■ WORK INSTRUCTIONS ■
Look below for the line that contains "Target: floorboard", then copy it and each following line exactly, through and including the line that contains "Target: white ceramic jar".

■ INFORMATION PROVIDED ■
===============
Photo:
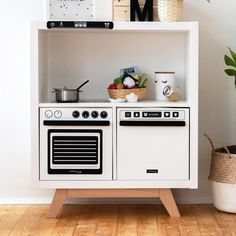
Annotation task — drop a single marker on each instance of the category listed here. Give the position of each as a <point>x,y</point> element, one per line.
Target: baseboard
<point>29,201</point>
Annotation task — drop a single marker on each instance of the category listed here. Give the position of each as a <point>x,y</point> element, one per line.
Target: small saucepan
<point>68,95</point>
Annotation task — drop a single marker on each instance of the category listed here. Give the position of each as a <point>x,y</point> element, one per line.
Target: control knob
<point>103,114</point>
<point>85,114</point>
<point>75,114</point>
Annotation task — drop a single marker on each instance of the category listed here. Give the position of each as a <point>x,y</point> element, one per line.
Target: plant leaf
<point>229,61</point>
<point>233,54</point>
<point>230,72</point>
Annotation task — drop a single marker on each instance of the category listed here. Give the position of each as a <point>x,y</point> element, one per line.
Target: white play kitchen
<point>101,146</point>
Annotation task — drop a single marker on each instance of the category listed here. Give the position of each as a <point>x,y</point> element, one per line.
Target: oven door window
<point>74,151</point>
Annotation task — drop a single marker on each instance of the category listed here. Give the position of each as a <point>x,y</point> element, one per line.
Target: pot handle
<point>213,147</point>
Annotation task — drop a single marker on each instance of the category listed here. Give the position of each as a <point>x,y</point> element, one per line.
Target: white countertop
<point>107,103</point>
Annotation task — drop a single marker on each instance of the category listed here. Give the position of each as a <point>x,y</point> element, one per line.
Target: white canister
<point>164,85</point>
===============
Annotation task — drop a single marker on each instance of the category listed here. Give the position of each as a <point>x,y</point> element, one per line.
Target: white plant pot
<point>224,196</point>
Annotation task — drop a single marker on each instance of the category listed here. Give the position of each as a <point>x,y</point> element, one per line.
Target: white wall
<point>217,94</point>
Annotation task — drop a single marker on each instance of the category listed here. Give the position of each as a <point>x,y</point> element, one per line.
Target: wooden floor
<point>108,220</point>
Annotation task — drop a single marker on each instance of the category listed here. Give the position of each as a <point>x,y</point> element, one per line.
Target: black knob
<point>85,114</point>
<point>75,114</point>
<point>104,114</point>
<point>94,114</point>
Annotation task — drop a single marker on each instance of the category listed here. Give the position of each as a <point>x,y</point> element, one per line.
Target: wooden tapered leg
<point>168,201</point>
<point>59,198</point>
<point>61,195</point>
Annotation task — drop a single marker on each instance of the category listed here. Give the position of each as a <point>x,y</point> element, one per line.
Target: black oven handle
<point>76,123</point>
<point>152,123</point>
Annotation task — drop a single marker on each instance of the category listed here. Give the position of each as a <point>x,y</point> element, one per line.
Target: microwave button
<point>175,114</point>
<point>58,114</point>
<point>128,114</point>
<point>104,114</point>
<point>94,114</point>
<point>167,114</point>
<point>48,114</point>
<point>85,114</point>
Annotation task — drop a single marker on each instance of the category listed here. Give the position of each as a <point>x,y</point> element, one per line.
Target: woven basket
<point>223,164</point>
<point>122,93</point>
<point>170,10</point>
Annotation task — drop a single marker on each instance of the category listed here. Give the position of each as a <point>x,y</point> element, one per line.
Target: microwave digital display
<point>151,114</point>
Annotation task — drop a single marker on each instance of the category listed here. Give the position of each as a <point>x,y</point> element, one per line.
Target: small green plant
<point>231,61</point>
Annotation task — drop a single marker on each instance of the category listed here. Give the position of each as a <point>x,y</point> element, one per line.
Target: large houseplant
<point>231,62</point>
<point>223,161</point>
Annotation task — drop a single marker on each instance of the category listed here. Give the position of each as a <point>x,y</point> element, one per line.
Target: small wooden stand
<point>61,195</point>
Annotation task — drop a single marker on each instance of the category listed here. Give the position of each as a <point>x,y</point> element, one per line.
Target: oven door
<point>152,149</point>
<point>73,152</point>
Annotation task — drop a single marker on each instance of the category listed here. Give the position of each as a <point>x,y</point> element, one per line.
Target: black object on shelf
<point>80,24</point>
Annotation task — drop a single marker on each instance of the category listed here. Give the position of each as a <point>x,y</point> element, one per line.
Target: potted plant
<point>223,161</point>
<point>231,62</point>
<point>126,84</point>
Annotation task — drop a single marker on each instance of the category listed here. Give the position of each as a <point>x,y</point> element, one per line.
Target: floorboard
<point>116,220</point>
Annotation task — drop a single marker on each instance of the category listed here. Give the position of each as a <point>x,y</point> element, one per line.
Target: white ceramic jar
===============
■ ANSWER TO THE EXERCISE ■
Target: floorboard
<point>116,220</point>
Annotation task — drop a single marker on each instance of the category listed here. Give the position of each as a <point>x,y</point> element, one per line.
Target: white ceramic jar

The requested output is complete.